▸ STUDY TEXT:
USA Today has several great stories featuring women's power in film. The first, Hollywood's power women shed light on movies this summer, talks about the successes of Sex and the City and Mamma Mia and what that could mean for the future.
For these two pictures, having female talent calling at least some of the shots made all the difference.Ok, how cool is it that they have my quote and then Diane English's quote. Could I be any more psyched? It's true that we have to build a market but the only way we can build the market is that if there are quality movies out there for us to see.
"It absolutely matters who's behind the scenes," says Martha Lauzen, executive director of the Center for the Study of Women in Television and Film at San Diego State University. "When you have at least one woman in a position of power, such as an executive producer or director, you not only get more female characters, but more dimensional and powerful female characters."
If Sex and the City and Mamma Mia! have proved anything, it's that it makes no difference to the bottom line if most men decide to steer clear. Women did it all by themselves.
And if female moviegoers want more of the same, they will have to continue to take a break from their busy routines and buy a ticket again.
"Go see a movie about women on the opening weekend, that is what matters to Hollywood," says Melissa Silverstein, who blogs on the Women & Hollywood site and contributes to the Huffington Post. "We need to build our economic power and prove we're a market."
Cash, at least, doesn't have a gender bias.
"The only thing that makes anyone pay attention is money," says Diane English, the creator of TV's Murphy Brown whose update of the 1939 Joan Crawford-Norma Shear classic The Women arrives Sept. 12.

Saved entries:
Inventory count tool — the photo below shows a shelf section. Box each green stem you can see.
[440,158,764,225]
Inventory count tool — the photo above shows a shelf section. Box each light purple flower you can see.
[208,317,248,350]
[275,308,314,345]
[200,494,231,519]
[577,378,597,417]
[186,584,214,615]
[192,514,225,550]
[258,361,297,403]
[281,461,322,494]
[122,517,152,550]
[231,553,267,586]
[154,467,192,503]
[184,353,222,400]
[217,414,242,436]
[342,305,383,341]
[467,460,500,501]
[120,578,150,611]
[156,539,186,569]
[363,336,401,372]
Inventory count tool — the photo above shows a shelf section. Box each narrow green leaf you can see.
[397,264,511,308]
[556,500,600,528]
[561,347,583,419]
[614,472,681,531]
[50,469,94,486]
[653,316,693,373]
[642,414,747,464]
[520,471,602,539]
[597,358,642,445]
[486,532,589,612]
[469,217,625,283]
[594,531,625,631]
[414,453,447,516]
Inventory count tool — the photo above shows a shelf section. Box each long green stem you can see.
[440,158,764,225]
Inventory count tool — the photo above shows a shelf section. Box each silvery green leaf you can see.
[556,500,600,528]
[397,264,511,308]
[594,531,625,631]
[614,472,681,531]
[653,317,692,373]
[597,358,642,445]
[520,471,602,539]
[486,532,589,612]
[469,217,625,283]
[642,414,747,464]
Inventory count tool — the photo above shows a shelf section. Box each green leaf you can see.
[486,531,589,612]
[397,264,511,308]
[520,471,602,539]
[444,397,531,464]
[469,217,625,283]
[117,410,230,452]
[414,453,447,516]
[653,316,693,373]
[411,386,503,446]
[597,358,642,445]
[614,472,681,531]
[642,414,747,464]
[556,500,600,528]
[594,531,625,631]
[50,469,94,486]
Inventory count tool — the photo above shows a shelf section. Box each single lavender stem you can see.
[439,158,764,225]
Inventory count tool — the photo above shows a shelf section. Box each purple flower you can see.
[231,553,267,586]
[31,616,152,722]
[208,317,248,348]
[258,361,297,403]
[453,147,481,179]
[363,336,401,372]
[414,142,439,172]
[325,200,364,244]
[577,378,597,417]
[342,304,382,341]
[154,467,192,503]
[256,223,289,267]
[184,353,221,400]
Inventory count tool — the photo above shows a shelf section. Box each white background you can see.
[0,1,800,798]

▸ PROBLEM TO WORK ON: Reproduce word for word the stretch of the post on women in film from "For these two" through "all by themselves.". These records were taken from a separate source.

▸ TASK RESPONSE:
For these two pictures, having female talent calling at least some of the shots made all the difference.Ok, how cool is it that they have my quote and then Diane English's quote. Could I be any more psyched? It's true that we have to build a market but the only way we can build the market is that if there are quality movies out there for us to see.
"It absolutely matters who's behind the scenes," says Martha Lauzen, executive director of the Center for the Study of Women in Television and Film at San Diego State University. "When you have at least one woman in a position of power, such as an executive producer or director, you not only get more female characters, but more dimensional and powerful female characters."
If Sex and the City and Mamma Mia! have proved anything, it's that it makes no difference to the bottom line if most men decide to steer clear. Women did it all by themselves.